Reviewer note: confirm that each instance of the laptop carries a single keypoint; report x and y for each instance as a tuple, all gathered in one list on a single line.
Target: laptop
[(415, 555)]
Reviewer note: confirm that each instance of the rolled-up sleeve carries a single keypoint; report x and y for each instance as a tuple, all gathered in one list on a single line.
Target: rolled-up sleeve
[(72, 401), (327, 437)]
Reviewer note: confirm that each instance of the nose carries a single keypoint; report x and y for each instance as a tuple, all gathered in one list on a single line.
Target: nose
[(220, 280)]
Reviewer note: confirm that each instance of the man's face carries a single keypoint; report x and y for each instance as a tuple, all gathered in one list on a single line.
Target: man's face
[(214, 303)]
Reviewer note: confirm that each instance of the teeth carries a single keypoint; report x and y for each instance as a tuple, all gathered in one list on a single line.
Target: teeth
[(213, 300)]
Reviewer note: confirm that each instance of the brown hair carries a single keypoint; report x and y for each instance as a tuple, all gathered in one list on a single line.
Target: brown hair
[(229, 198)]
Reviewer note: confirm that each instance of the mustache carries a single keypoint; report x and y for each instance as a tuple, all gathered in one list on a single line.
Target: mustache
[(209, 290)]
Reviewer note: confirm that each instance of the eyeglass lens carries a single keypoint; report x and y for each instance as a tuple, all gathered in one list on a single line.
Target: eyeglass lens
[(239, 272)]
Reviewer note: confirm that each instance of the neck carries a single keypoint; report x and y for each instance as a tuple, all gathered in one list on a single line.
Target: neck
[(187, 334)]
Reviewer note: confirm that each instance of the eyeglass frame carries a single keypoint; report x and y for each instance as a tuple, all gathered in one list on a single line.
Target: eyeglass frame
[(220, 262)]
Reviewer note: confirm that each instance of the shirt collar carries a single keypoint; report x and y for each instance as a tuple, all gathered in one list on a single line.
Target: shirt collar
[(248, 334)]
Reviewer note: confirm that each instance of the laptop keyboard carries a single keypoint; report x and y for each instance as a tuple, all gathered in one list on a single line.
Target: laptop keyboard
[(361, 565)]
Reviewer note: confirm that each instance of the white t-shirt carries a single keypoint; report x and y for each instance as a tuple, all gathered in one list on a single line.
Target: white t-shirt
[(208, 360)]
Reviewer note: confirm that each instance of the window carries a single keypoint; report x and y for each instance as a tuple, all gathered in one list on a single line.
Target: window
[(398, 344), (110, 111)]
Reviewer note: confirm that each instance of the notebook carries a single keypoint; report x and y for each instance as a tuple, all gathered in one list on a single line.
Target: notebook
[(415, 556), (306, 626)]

_____

Task brief: Reproduce all of the entries above verbatim, line for line.

Worked solution:
Reviewer note: confirm that each instance of the laptop carries a single keypoint; report x and y for each instance as a tuple, all gathered in one list on a single line.
Target: laptop
[(415, 555)]
Reviewer note: confirm that each instance of the rolled-up sleeve carries a single keypoint; report x and y for each instance as a tuple, all gathered in one list on a single line.
Target: rolled-up sleeve
[(72, 401), (327, 437)]
Reviewer note: confirm that each instance of the nose carries a single keypoint; report x and y for each instance as a tuple, all gathered in one list on a single line.
Target: nose
[(220, 280)]
Reviewer note: confirm that each instance of the man's face carries a single keypoint; report x and y for each instance as a tuple, all gathered in one list on a single line.
Target: man's face
[(214, 303)]
Reviewer note: confirm that each instance of the teeth carries a single keypoint; report x and y for each instance as a tuple, all gathered in one list on a single line.
Target: teeth
[(213, 300)]
Reviewer note: confirm that each instance of the brown hair carries a single keypoint; report x and y for each instance as a tuple, all gathered in one list on a single line.
Target: brown hair
[(229, 198)]
Reviewer note: confirm that each instance of the mustache carries a single keypoint; report x and y for each instance as a tuple, all gathered in one list on a single line.
Target: mustache
[(209, 290)]
Reviewer note: confirm that each instance of the eyeglass lens carries a single keypoint; report x and y for each instance as a tuple, all gathered in one list on a single line.
Target: eyeglass lens
[(239, 272)]
Reviewer note: confirm that each instance of the neck carries a single keypoint; report x and y for each instance as a tuple, all gathered in one list on a single line.
Target: neck
[(187, 334)]
Reviewer note: confirm that each instance of the eyeglass frame carries a single keypoint; report x and y for each instance as a tuple, all gathered in one list on a single line.
Target: eyeglass frame
[(220, 262)]
Reviewer note: confirm that each instance of the shirt collar carries a single keypoint; report x and y for each instance as a tuple, all gathered in one list on a single line.
Target: shirt collar
[(248, 334)]
Reviewer note: confirm that each instance of the laptop keyboard carries a single keypoint; report x and y for each instance as a tuple, all gathered in one list on a single line.
Target: laptop keyboard
[(361, 565)]
Reviewer note: confirm that each instance of the white t-shirt carries a single keypoint; report x and y for each instance as a tuple, all gathered in one list on a single line.
Target: white t-shirt
[(208, 360)]
Reviewer note: confirm that each instance of the window carries a single keypoint; report x and y for each instance as a tuple, all gathered in one list on a single line.
Target: window
[(398, 344), (110, 111)]
Reviewer note: confirm that each instance of the notebook carries a single keypoint; report x and y for each instance as a tuple, all gathered in one list on a single line.
Target: notebook
[(415, 556), (306, 626)]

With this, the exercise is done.